Return the data below exactly, minus the pictures.

- [Record excerpts]
▼▼▼
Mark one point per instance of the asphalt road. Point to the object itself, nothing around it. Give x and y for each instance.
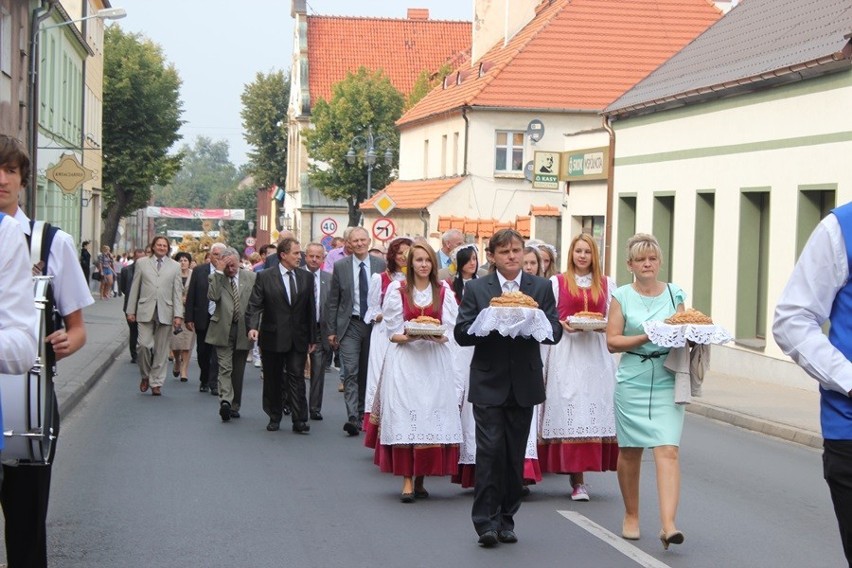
(161, 482)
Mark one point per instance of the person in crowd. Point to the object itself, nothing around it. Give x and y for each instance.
(347, 324)
(819, 291)
(506, 382)
(339, 249)
(646, 415)
(288, 333)
(124, 282)
(395, 259)
(578, 419)
(156, 304)
(106, 266)
(549, 266)
(181, 344)
(198, 312)
(449, 240)
(229, 289)
(420, 396)
(532, 263)
(26, 488)
(314, 259)
(17, 309)
(86, 260)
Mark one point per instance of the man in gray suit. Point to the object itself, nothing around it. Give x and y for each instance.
(156, 304)
(347, 303)
(314, 259)
(230, 289)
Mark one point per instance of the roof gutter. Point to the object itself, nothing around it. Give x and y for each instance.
(795, 73)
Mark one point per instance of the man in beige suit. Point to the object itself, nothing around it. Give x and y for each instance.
(156, 305)
(230, 289)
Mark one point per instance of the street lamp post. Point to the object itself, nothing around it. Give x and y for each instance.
(32, 96)
(368, 144)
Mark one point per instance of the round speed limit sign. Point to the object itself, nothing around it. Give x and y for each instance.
(328, 226)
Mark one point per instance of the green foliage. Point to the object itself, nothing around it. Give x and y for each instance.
(264, 115)
(141, 119)
(426, 81)
(363, 99)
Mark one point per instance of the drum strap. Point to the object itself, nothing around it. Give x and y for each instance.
(40, 240)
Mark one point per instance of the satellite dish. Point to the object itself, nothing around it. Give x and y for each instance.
(528, 171)
(535, 130)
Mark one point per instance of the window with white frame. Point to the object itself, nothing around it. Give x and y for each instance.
(509, 151)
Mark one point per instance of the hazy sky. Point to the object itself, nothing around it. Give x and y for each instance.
(218, 47)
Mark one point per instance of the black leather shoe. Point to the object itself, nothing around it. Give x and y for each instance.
(488, 539)
(351, 428)
(225, 410)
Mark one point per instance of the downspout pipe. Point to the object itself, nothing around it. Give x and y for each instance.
(466, 138)
(610, 195)
(39, 15)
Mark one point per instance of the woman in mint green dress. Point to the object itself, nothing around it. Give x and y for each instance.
(646, 415)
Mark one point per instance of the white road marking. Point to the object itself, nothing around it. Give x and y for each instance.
(615, 541)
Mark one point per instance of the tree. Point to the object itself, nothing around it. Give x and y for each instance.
(141, 110)
(425, 82)
(264, 115)
(362, 100)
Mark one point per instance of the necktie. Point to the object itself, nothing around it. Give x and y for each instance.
(235, 294)
(292, 285)
(362, 289)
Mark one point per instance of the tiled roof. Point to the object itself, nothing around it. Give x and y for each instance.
(403, 48)
(415, 194)
(574, 55)
(757, 44)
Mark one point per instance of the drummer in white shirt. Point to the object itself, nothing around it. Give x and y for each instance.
(26, 489)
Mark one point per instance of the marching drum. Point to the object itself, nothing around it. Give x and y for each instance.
(30, 416)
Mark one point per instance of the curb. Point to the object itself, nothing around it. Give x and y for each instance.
(763, 426)
(74, 398)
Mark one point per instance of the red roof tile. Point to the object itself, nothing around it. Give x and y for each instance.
(574, 55)
(415, 194)
(402, 48)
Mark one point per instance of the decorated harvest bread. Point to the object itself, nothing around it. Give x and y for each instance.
(689, 316)
(589, 315)
(513, 300)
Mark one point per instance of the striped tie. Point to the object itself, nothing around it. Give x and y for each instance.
(235, 294)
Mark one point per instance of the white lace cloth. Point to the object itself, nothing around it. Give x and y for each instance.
(667, 335)
(512, 322)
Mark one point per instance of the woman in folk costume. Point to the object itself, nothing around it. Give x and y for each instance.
(396, 258)
(577, 432)
(419, 395)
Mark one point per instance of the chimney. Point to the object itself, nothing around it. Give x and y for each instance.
(418, 13)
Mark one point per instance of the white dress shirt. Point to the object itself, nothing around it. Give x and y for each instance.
(18, 316)
(805, 304)
(70, 290)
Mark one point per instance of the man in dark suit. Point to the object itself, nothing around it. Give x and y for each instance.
(284, 296)
(506, 381)
(321, 357)
(347, 303)
(125, 279)
(198, 311)
(230, 288)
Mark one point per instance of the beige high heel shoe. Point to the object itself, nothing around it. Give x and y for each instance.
(674, 537)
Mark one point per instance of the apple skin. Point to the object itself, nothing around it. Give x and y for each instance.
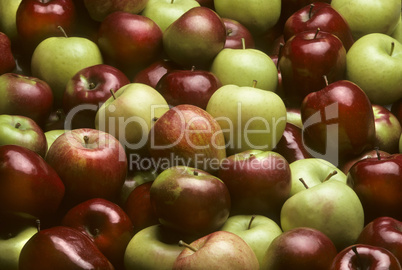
(29, 185)
(106, 224)
(27, 96)
(370, 257)
(38, 20)
(119, 31)
(319, 15)
(7, 58)
(172, 197)
(378, 184)
(300, 248)
(65, 248)
(217, 250)
(383, 232)
(259, 182)
(91, 164)
(194, 87)
(90, 86)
▲▲▲
- [Result of this task]
Mark one point per instance of the asphalt road. Point to the object itself, nothing around it. Give x and y for each instance.
(161, 482)
Mark one point per instance of the person in crowd. Point to the object itself, nothing around it. Give x and y for each instance.
(347, 324)
(819, 291)
(506, 382)
(339, 249)
(646, 415)
(288, 333)
(124, 282)
(395, 259)
(578, 419)
(156, 304)
(106, 266)
(549, 266)
(181, 344)
(198, 312)
(449, 240)
(229, 289)
(420, 396)
(532, 263)
(26, 488)
(314, 259)
(17, 309)
(86, 260)
Mark one point per instance of the man in gray suit. Point to the object itself, nothing around it. Give x and y for each instance.
(156, 304)
(347, 303)
(314, 259)
(230, 289)
Mark one point per instance of the roof gutter. Point to the object itself, nothing around it. Give x and y for each instance.
(795, 73)
Mark one point per instance of the man in beige suit. Point to the object itself, nothing around it. Give x and y for each instance.
(156, 305)
(230, 289)
Mark one point per instance of the street lamp post. Point to the object itself, nothing around it. Give x and y for each instance.
(32, 96)
(368, 144)
Mark one point per instance of the round speed limit sign. Point to the object itself, nothing around it. Give x and y for each instance.
(328, 226)
Mark one point per instance of the green foliage. Point to the object itself, nothing around it. Give x and y for each instance.
(264, 115)
(141, 119)
(426, 81)
(363, 99)
Mark one point per instance of the drum strap. Point to the object itself, nothing around it. Give x and y for each instance.
(40, 240)
Mark one point per instance of the satellite dish. Point to the object itself, nothing around it. Give x and y for each instance.
(528, 171)
(535, 130)
Mark one point per instance of the window with white frame. Point to the object itself, nothing around it. Give x and y for each instance.
(509, 151)
Mark one point per instance of the hazy sky. Point to the object itself, nothing around it. Give x and y for each instance.
(218, 47)
Mark one point per instance of the black leather shoe. Point to the object itself, nothing around it. Give x and y for each instance.
(488, 539)
(351, 428)
(225, 410)
Mark one point per instance of the downspout pipe. Point to the object itself, nothing around it. Give x and y for each instance.
(466, 138)
(610, 195)
(39, 15)
Mark one point per instance of the woman in mint green dress. Point to the object itself, nothing around it. Give x and y for each instance.
(646, 415)
Mark one point per instance of the white road marking. Point to the object itself, nothing around it. Give x and y for each instance.
(615, 541)
Mark one point per instance of the tree. Point to the object itself, nothing around it. Give x and y for each instance.
(141, 110)
(425, 82)
(264, 115)
(362, 100)
Mark one point per instance of the necktie. Point to the object itself, nothing around it. Give x and y for each instance.
(235, 294)
(292, 285)
(362, 289)
Mark one point per instance of the tiled roof. Point to the object itself, nothing around it. Give x and y for each instance.
(403, 48)
(415, 194)
(574, 55)
(757, 44)
Mark one point per instance of the drummer in white shirt. Point to the object itself, nothing around it. Give x and y for each instance.
(26, 489)
Mark one point per instance of the marching drum. Point to the object itself, nothing around it. Give x and y for each instance.
(30, 416)
Mark one point per instance of the curb. Point to the object itself, nothing around it. Give x and y for each instance.
(763, 426)
(74, 398)
Mark one point per instance of the red roof tile. Point to the object itself, nothing around it. Give x and y for each instance.
(574, 55)
(415, 194)
(402, 48)
Mark one point per instance of the decorated harvest bread. Point to the object itself, nothing around it. Give x and y for each instance.
(689, 316)
(589, 315)
(513, 300)
Mark one point per instance of the striped tie. Point to the object itself, nothing around it. Give x and y for each instance.
(235, 294)
Mark one point per instance of the white lace cloth. Point to the object itself, nothing around it. Give x and y for each instance.
(667, 335)
(512, 322)
Mark one point per instance of the woman in folk costume. Point to the object itself, nothing around it. Give x and y for each instance.
(396, 258)
(577, 432)
(419, 395)
Mark one point per instance of the chimney. Point to the object itself, nothing around it. Give x and y for each instance.
(418, 13)
Mark one point per instance of the white dress shirt. Point to the object itself, nothing around it. Give x and y for each instance.
(18, 316)
(805, 304)
(70, 290)
Mark one point per instance of the man in dark suit. Point to the object itself, nothing around it. Give x and y for each instance.
(284, 296)
(506, 381)
(321, 357)
(347, 303)
(125, 279)
(198, 311)
(230, 288)
Mark one point per instance of the beige high heel shoe. Point to the object itself, nothing around it. Give x and y for each instance.
(674, 537)
Mark one point per instance of the apple skin. Point to the object itself, nothing around it. Give x and y for each instance.
(29, 185)
(106, 224)
(27, 96)
(370, 257)
(38, 20)
(119, 31)
(319, 15)
(7, 58)
(172, 197)
(378, 184)
(300, 248)
(65, 248)
(217, 250)
(383, 232)
(259, 182)
(91, 164)
(194, 87)
(90, 86)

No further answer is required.